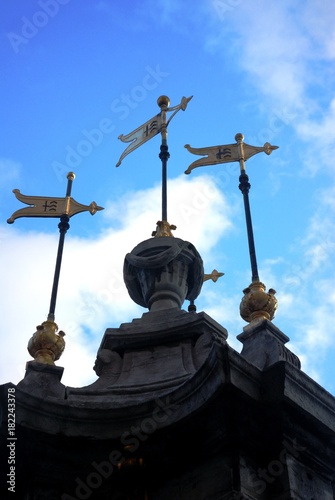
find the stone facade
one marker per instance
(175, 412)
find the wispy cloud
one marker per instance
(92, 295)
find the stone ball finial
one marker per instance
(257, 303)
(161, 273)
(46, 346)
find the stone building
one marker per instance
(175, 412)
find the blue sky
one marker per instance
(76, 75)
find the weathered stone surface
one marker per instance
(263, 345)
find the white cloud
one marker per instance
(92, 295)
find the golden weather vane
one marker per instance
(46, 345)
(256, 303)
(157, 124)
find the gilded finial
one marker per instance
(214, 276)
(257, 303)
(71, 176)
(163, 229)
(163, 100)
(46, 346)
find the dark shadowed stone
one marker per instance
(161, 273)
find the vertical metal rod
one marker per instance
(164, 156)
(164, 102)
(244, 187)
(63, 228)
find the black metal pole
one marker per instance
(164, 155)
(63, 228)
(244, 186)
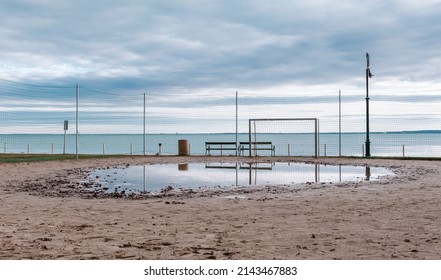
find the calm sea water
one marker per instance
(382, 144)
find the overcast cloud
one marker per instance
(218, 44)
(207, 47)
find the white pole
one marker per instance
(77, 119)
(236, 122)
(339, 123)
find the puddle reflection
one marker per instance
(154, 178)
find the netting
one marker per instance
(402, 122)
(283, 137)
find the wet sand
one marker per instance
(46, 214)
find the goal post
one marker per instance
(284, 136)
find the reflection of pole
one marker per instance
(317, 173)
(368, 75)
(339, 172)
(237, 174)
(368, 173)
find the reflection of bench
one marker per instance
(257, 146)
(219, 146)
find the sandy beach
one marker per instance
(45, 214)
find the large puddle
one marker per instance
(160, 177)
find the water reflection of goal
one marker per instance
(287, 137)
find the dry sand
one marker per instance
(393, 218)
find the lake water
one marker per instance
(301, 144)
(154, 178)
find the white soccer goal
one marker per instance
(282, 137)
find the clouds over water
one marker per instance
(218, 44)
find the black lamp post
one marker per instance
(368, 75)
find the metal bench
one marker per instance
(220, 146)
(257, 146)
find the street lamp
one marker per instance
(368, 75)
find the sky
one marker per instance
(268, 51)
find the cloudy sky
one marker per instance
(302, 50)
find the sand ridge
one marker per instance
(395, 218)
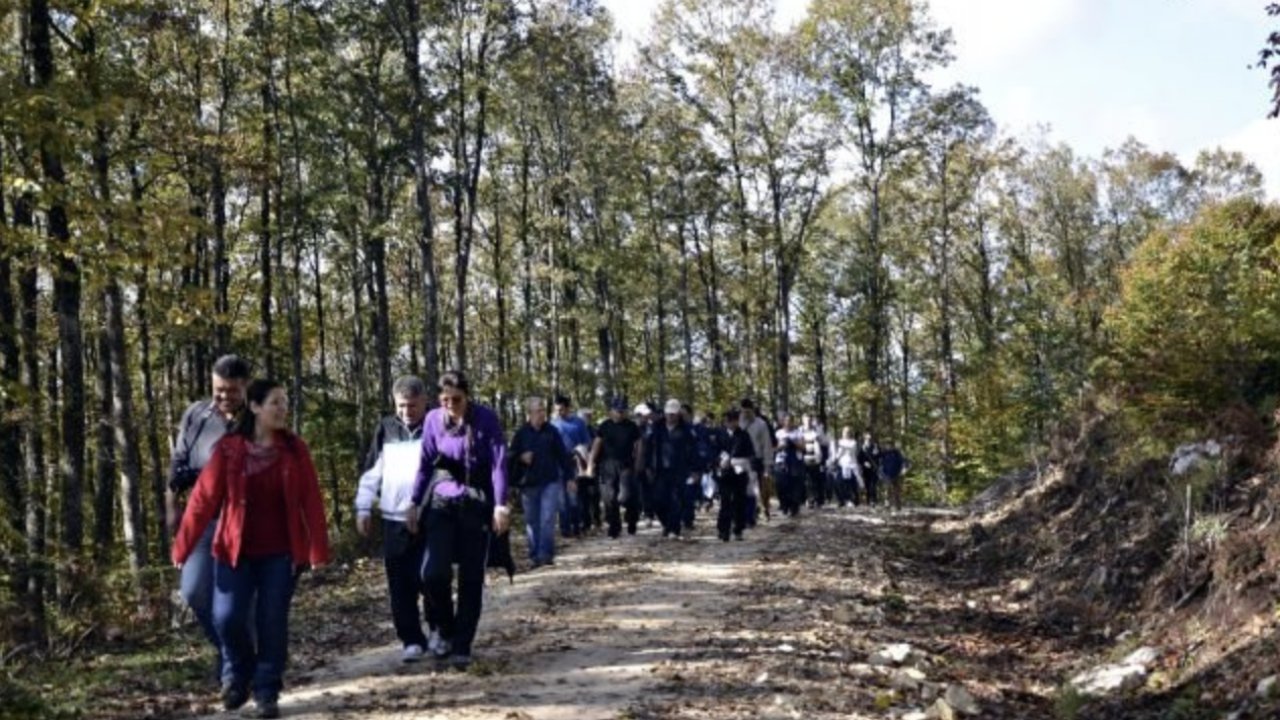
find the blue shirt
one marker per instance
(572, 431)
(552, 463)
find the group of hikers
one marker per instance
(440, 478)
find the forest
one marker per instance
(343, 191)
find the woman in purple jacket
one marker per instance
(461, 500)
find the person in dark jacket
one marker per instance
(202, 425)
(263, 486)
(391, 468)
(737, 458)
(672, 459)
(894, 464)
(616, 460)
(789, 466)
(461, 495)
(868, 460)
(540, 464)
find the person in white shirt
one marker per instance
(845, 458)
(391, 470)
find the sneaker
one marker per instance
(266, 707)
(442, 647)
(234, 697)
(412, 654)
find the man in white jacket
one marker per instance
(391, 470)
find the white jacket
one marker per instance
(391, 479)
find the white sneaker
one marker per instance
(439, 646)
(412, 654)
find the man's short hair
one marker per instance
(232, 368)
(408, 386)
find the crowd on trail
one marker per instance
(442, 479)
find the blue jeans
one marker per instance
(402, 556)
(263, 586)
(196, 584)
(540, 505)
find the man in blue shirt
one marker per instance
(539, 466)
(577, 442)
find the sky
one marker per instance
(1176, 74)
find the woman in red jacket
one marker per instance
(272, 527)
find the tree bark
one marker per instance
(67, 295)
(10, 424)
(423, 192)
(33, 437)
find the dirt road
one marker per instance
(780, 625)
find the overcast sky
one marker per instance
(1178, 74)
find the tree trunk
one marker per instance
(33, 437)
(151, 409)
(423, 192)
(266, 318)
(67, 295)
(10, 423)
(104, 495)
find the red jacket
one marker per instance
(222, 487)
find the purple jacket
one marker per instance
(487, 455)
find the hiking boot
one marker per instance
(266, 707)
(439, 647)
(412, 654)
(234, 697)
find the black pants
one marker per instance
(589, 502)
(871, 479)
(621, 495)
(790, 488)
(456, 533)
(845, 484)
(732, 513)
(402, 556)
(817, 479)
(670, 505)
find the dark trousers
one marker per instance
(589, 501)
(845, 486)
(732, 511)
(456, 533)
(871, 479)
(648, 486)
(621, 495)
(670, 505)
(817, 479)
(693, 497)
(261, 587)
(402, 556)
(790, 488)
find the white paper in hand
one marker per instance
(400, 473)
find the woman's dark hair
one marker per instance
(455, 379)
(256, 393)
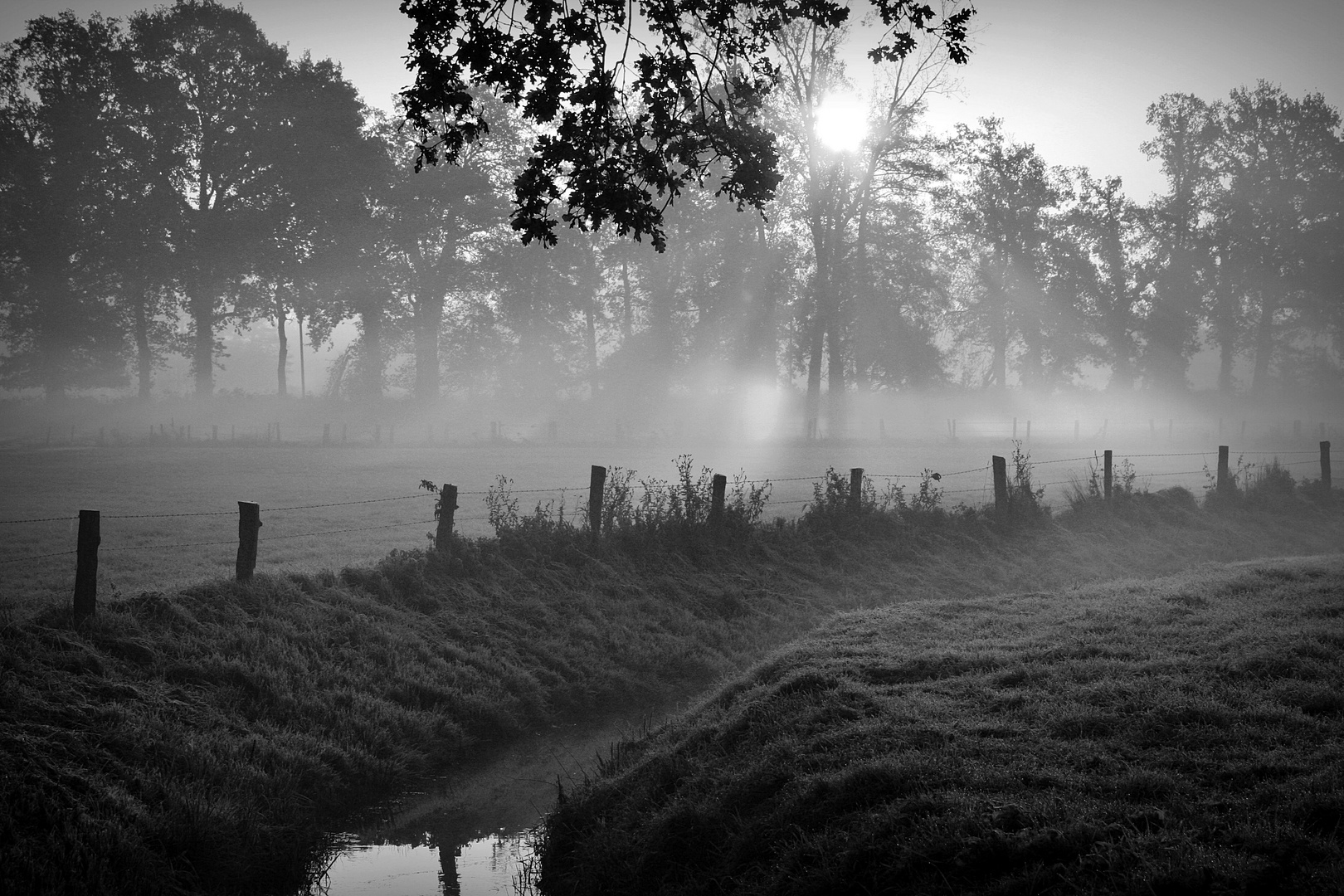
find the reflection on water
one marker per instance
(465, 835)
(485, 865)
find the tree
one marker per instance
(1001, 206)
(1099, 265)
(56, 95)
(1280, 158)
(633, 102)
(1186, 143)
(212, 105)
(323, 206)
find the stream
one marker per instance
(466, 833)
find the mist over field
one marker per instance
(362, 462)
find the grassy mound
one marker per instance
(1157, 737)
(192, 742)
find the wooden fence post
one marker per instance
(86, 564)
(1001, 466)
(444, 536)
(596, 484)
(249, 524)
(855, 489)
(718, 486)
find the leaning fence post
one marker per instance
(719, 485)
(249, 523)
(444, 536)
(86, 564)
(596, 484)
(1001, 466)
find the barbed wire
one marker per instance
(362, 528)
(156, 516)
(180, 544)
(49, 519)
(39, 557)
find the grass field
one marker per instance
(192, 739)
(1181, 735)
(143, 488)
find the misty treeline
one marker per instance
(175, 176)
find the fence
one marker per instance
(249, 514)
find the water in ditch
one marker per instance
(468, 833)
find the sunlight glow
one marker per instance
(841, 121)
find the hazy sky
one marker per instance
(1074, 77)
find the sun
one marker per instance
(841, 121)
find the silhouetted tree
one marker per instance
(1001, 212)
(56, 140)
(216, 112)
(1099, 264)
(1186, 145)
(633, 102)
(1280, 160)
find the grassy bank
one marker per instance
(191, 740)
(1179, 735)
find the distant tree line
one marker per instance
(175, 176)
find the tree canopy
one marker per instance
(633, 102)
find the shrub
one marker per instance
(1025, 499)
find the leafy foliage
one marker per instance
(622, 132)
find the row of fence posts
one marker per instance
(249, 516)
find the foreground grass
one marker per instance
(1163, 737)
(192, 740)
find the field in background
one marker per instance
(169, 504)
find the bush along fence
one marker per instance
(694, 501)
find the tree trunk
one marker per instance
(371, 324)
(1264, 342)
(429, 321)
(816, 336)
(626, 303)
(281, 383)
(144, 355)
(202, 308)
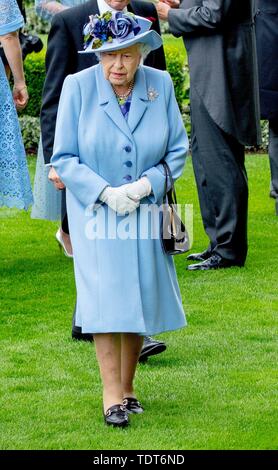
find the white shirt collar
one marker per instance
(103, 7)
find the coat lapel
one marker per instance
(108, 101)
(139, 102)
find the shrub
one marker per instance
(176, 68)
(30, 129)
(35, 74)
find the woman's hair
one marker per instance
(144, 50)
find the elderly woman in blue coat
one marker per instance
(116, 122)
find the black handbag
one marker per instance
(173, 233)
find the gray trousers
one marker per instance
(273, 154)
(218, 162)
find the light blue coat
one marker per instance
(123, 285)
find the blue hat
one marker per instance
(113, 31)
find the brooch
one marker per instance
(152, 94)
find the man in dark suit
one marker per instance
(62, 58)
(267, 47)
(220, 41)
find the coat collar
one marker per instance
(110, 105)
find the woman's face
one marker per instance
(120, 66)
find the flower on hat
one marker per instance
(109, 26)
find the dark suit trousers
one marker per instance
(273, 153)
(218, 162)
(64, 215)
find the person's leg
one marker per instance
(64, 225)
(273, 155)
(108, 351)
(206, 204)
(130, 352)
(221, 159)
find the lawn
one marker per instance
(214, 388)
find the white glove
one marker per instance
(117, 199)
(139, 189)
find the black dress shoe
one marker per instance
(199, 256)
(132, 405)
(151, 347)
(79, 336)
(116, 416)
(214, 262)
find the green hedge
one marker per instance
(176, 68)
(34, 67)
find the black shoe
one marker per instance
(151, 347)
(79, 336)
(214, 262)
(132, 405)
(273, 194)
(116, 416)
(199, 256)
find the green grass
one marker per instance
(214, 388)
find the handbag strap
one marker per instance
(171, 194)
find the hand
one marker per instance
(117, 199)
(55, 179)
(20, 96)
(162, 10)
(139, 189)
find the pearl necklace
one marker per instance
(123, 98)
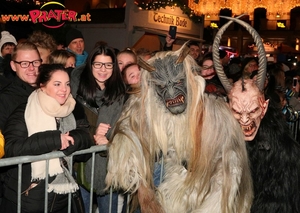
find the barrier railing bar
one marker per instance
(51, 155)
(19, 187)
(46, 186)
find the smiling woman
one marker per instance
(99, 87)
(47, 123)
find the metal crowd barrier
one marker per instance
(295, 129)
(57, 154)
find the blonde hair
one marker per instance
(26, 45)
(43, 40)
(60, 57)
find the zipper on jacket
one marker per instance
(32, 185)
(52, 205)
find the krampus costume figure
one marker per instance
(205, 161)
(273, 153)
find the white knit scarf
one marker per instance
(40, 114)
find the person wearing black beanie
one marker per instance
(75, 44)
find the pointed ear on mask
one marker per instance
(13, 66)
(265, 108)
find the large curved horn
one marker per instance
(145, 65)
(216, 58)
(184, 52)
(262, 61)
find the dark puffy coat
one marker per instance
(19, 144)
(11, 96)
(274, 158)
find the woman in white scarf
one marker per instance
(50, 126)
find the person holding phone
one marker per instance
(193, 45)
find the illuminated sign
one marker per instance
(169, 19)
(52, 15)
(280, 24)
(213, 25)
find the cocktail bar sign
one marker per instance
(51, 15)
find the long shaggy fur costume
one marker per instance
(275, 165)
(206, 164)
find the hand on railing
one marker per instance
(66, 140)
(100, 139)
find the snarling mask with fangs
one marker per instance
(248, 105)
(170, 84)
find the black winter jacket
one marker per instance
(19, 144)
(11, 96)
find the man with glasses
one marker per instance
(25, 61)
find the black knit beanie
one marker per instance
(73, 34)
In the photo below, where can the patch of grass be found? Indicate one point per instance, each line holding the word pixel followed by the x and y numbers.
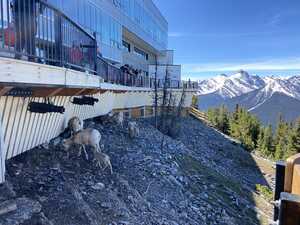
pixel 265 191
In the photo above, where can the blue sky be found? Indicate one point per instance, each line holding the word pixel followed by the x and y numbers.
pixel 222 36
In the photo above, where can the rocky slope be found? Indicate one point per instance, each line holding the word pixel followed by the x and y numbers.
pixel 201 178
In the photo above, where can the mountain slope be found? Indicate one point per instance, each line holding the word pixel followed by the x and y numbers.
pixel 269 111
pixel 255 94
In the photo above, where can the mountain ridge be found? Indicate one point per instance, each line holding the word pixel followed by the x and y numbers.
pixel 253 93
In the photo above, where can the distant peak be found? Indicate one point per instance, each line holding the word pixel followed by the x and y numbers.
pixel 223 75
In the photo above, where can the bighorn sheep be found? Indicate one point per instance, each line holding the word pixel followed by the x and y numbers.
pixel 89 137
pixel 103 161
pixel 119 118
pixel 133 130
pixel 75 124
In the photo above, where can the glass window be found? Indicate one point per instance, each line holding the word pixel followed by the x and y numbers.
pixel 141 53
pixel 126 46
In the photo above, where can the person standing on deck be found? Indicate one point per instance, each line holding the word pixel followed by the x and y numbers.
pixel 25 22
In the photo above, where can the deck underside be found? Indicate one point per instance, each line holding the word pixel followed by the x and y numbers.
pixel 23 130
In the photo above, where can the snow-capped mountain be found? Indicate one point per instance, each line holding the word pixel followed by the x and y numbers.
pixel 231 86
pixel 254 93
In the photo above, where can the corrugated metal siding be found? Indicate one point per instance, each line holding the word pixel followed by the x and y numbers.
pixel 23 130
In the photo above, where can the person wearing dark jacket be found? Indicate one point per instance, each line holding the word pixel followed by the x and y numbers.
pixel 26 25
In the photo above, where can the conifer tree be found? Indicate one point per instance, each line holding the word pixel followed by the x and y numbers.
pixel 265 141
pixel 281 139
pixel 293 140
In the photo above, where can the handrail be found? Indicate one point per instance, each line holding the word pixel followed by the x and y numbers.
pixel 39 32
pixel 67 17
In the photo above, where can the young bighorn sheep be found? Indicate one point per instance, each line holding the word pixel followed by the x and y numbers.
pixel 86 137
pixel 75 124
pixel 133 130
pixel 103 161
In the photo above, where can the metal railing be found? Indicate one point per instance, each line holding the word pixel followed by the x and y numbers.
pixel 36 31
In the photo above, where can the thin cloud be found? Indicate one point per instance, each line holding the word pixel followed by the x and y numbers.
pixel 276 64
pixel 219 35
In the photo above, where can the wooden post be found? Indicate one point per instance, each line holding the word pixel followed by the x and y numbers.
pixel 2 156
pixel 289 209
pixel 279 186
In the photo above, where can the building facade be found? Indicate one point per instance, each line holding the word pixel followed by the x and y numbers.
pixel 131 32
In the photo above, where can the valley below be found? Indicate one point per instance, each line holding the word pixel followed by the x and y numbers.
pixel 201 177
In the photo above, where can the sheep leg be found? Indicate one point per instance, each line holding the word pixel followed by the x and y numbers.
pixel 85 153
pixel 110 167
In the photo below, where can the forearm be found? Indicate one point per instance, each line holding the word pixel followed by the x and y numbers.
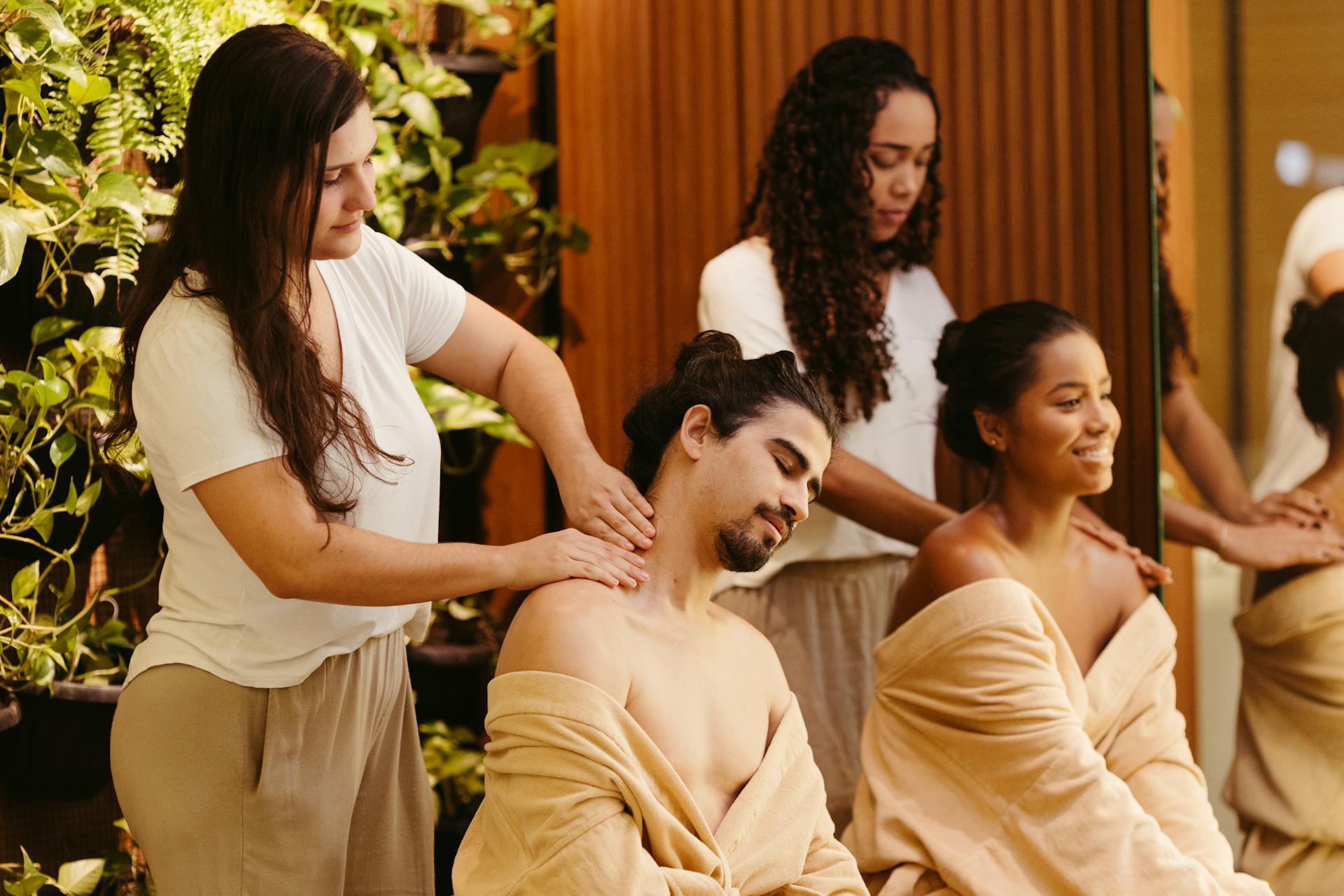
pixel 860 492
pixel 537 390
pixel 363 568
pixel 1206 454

-------

◆ **Problem details**
Copy the lines above that hold the word "suit".

◆ **Written response**
find the man in dark suit
find the dark suit trousers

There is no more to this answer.